* [WORK ITEM]: Your answer must be an exact copy of the records below, minus any images.

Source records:
--- START ---

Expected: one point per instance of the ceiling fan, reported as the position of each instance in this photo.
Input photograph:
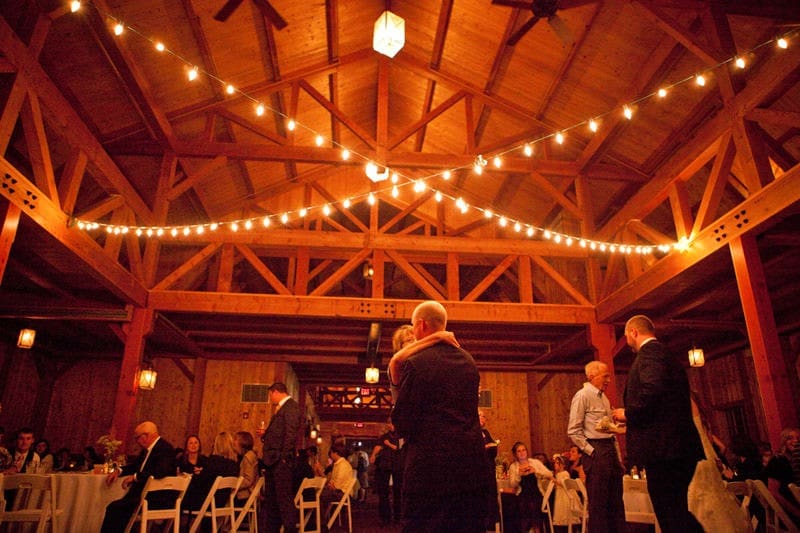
(546, 9)
(269, 12)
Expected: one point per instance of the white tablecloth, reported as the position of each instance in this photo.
(83, 499)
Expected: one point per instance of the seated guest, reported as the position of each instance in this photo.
(46, 460)
(248, 465)
(340, 475)
(192, 461)
(25, 459)
(156, 459)
(523, 478)
(221, 462)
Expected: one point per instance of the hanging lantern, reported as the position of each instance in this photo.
(389, 34)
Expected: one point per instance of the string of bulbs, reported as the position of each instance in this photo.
(397, 180)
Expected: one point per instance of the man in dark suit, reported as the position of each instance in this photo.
(447, 479)
(156, 459)
(279, 441)
(661, 435)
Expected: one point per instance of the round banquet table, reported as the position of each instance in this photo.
(83, 497)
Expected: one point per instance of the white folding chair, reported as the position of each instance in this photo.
(250, 509)
(34, 500)
(335, 508)
(212, 509)
(775, 518)
(744, 494)
(638, 507)
(309, 508)
(578, 500)
(143, 513)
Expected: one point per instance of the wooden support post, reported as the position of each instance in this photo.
(125, 403)
(780, 407)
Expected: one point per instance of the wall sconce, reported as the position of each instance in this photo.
(696, 357)
(26, 337)
(367, 270)
(372, 375)
(389, 34)
(147, 378)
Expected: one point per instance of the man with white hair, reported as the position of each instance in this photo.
(447, 480)
(589, 410)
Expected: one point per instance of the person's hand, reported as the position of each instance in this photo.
(111, 477)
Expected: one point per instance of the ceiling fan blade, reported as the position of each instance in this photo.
(227, 10)
(512, 3)
(517, 35)
(270, 13)
(561, 30)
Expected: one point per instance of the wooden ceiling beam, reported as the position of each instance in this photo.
(759, 207)
(365, 308)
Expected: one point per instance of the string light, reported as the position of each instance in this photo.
(193, 73)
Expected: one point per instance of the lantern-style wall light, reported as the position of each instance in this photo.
(389, 34)
(696, 357)
(147, 378)
(25, 339)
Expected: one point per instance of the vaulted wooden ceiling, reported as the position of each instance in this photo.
(104, 128)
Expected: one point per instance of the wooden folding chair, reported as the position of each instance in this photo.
(335, 508)
(144, 513)
(775, 518)
(250, 509)
(34, 500)
(309, 508)
(223, 487)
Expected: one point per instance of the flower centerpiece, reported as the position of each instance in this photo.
(109, 445)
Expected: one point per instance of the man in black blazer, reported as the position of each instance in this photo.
(279, 441)
(661, 435)
(447, 479)
(156, 459)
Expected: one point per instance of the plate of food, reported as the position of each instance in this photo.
(606, 425)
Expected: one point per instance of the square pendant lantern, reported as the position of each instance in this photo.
(389, 34)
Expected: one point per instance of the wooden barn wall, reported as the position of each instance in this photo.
(550, 396)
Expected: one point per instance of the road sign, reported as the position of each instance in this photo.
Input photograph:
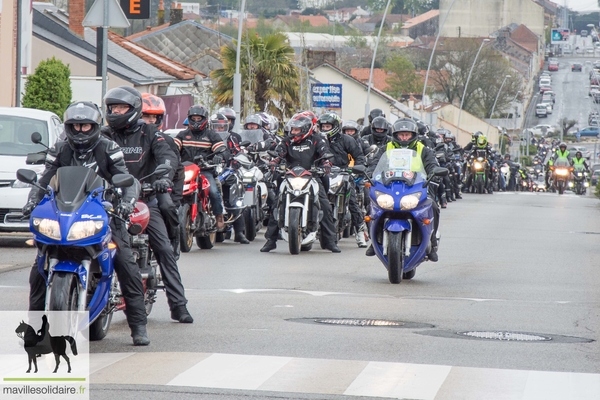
(560, 36)
(95, 17)
(136, 9)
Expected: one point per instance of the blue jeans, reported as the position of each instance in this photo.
(214, 194)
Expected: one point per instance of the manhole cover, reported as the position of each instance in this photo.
(367, 322)
(508, 336)
(359, 322)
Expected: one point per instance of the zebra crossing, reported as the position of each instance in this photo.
(339, 377)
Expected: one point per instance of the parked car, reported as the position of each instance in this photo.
(17, 151)
(589, 131)
(541, 110)
(585, 152)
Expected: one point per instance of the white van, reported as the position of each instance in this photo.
(541, 110)
(16, 127)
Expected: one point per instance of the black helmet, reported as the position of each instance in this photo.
(350, 125)
(123, 95)
(405, 125)
(333, 120)
(82, 112)
(376, 112)
(197, 111)
(380, 123)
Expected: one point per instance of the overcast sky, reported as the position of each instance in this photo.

--- END ---

* [OUTPUT FOR THIS EXERCISE]:
Expected: one point per instance of the ceiling fan, reported as the position of each instance in this photo.
Input photograph:
(546, 9)
(269, 12)
Expected: one point per instance of the white tablecloth, reported as the position of each instance in this photo.
(83, 499)
Expected: one point per instance of the seated guest, reported as the position of each instance in this photo.
(46, 460)
(248, 465)
(340, 475)
(192, 461)
(25, 459)
(156, 459)
(523, 478)
(221, 462)
Expected: one point per instance of the hanging lantern, reported as the position of each instance in this photo.
(389, 34)
Expected: one point per instance of the string of bulbs, reported as the position of each instance in this photo.
(397, 180)
Expected: one point per instance of the man in dark suit, reported as the position of each instance in this photo.
(447, 479)
(156, 459)
(279, 441)
(661, 435)
Expected: one point per instance of the round banquet table, reported as the position of each instance in this photo.
(83, 497)
Expected: one point per instance of the white folding chair, reported as the position of each instance in this photo.
(250, 509)
(34, 500)
(335, 508)
(212, 509)
(775, 518)
(744, 494)
(638, 507)
(309, 508)
(578, 500)
(143, 513)
Expected: one point per instance of the wooden support post, reported as the position of each instance in this photo.
(125, 403)
(780, 407)
Expected: one point per instance of the wall sconce, reported as the position of each instance in this photo.
(696, 357)
(26, 337)
(367, 270)
(372, 375)
(389, 34)
(147, 378)
Expected: one point per instance of the man with white hair, reported as the position of each instance in this photo.
(447, 480)
(589, 410)
Expected: one point per instance of the person's hand, reported as the position of each instance in this photo.
(111, 477)
Expected: one point per instance of the ceiling fan blade, reported as the position of each instance in this photo.
(227, 10)
(512, 3)
(517, 35)
(270, 13)
(561, 30)
Expected: one point per instance of the wooden ceiling beam, reported as the position of each instance in this photo.
(759, 207)
(365, 308)
Expected: one point per instance of the string light, reported as the position of each instance in this photo.
(193, 73)
Expected: one point per instance of the lantern-style wall light, reported as the position of each instance in this photo.
(389, 34)
(696, 357)
(147, 378)
(25, 339)
Expected: one point per instance of the vaulted wooden ceiling, reported as the position of each instance in this photo.
(104, 128)
Expected: one point per instance of the wooden folding chair, reported as the position of each instance in this photo.
(335, 508)
(144, 513)
(775, 518)
(250, 509)
(34, 500)
(309, 508)
(223, 487)
Expected: one point per instance of the flower centerpiece, reported as the position of each instance in this photo.
(109, 445)
Expected: one point per instance of the man in black blazer, reported as the position of each instance in this photo.
(279, 441)
(661, 435)
(447, 479)
(156, 459)
Expected: one point per instance of the plate of food, reported as the position of each instance in this photo.
(606, 425)
Expected: one point per instance of the square pendant lantern, reported as the position of each instance in this photo.
(389, 34)
Expected: one point per instance of the wooden barn wall, reported as the position of each instance in this photo.
(550, 396)
Expected: one point per instance of the road sign, reported as the position of each instance in this photo.
Input photograph:
(560, 36)
(95, 17)
(136, 9)
Expected: one point per instance of the blue jeans, reported as the position of each instance in this photo.
(214, 194)
Expected: one point per instance of the manhole cover, reported as the position of each instance in this photo.
(367, 322)
(508, 336)
(359, 322)
Expected: one point per instance of the zebra crossing, reported as the position of each instance in this photo.
(339, 377)
Expected: one point per instance of the parked car, reported as the position of each instance in this photo.
(17, 151)
(589, 131)
(541, 110)
(585, 152)
Expected: one point per instance of the white van, reported as the position of each instance in this photo.
(541, 110)
(16, 127)
Expected: one point per instance of the black helmet, reported as the position of each instance in this photo.
(350, 125)
(123, 95)
(405, 125)
(333, 120)
(82, 112)
(376, 112)
(197, 111)
(380, 123)
Expected: one point per instance of the overcast sky, reported as the position of each instance in this photo.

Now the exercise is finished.